◆ What is required
Reproduce the items below word for word, starting at the line containing "Target: potted plant" and ending at the line containing "[(102, 277)]", with both of those lines included.

◆ Records for the exercise

▶

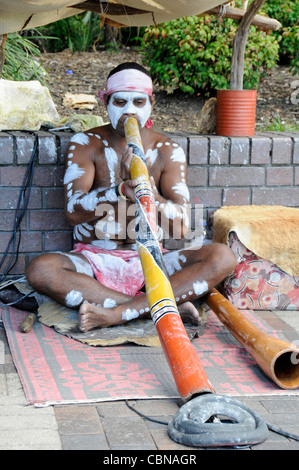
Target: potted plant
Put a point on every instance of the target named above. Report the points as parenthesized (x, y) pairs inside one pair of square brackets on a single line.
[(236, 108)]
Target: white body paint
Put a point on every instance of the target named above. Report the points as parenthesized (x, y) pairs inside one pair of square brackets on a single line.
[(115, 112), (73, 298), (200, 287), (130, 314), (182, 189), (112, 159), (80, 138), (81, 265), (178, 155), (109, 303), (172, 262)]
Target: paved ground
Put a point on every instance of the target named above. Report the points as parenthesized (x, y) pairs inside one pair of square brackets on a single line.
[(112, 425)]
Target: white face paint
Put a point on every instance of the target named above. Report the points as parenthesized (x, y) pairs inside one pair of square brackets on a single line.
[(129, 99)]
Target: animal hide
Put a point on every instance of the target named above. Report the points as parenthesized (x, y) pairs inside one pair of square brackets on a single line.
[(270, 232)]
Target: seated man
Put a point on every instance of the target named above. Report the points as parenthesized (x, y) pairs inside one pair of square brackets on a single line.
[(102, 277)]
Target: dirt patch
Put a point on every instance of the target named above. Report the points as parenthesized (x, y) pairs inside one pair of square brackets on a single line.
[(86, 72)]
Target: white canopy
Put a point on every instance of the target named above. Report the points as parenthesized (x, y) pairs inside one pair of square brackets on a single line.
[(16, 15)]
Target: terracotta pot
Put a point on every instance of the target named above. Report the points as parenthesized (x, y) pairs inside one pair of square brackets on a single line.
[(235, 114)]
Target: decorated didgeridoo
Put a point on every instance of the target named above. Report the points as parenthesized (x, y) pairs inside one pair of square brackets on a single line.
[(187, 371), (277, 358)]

◀
▶

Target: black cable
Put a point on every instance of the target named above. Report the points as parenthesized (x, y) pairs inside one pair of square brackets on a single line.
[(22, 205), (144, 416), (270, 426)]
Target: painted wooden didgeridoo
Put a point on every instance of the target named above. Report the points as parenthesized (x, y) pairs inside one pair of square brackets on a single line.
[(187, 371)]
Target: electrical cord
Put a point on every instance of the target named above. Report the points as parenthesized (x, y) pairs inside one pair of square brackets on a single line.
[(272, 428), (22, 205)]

◀
▶

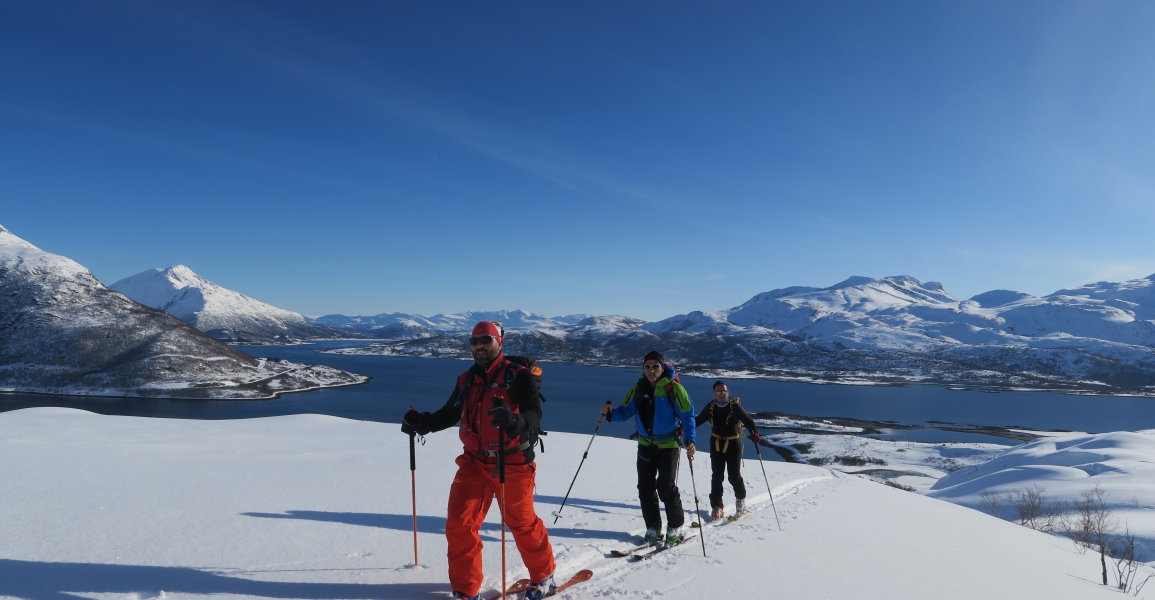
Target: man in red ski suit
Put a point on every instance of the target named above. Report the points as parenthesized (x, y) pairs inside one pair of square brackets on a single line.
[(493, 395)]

◀

◆ Result of this exercise
Target: potted plant
Put a point on every instance of the target named above. Report the points as parenthesized (x, y) pairs inside one pair of square brackets on a single line.
[(236, 108)]
Target: white body paint
Put a point on every instance of the target named above. Report the points as parenthesized (x, y) pairs inside one pair of square brackets on a single line.
[(115, 112), (73, 298), (200, 287), (130, 314), (182, 189), (112, 159), (80, 138), (81, 265), (178, 155), (109, 303), (172, 262)]
Target: paved ground
Put a point on every instance of the target named above. Report the points as parenthesized (x, y) pairs inside one pair of square brackets on a single line.
[(112, 425)]
Target: white face paint
Put a point on every instance of the target named above. Report the points as parenthesized (x, y) pairs inside one pair of square brackets on a single line.
[(129, 99)]
Target: animal hide
Put a point on every instance of the target named above. Report the points as parenthesized (x, y) pairs inside one pair of square brackets on a single line.
[(270, 232)]
Target: seated man
Put a point on every instance of the target named above. Report the points as parenthesized (x, y) pairs inside one pair of square brackets on a single line.
[(102, 277)]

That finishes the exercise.